■ **Задание**: Кто, согласно тексту о хокку, был для Мацуо Басё учителем в поэзии и жизни?

В XVI веке рэнга стала «шутейной», подчас пародийной. Шутейную рэнга (хайкай-рэнга) полюбили в кругах третьего сословья. Начальная строфа рэнга-первое трехстишие «хокку» зажило самостоятельной жизнью. Хокку было по началу низким жанром. Лирический герой стихов жанра хайкай были горожанин, балагур или уличный остряк.
В XVII веке странствующий монах Мацуо Басё создал новый стиль трехстишья-это стало соединением лучших достижений «шутейной» и серьёзной хокку. Он многое черпал из классических танка. Поэт-скиталец Сайгё был для него учителем в поэзии и жизни. Мудрость Конфуция, высокая человечность Ду Фу, парадоксальная мысль Чжуан Цзы находили отклик в его стихах. Басё был дзэн-буддистом. Учение «Дзэн» оказало очень большое влияние на японское искусство того времени. Согласно этому учению, истина может быть постигнута в результате некоего толчка извне, когда, вдруг мир видится во всей его обнаженности, и какая-нибудь отдельная деталь этого мира, рождает момент постижения.

■ **Данные**:
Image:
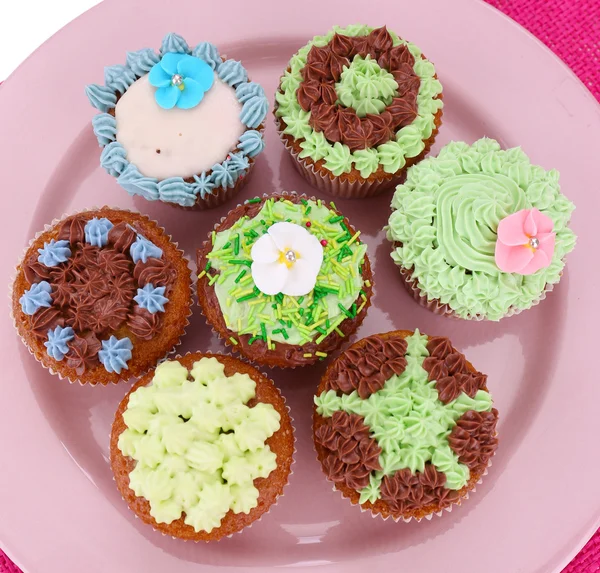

■ **Решение**: Поэт-скиталец Сайгё.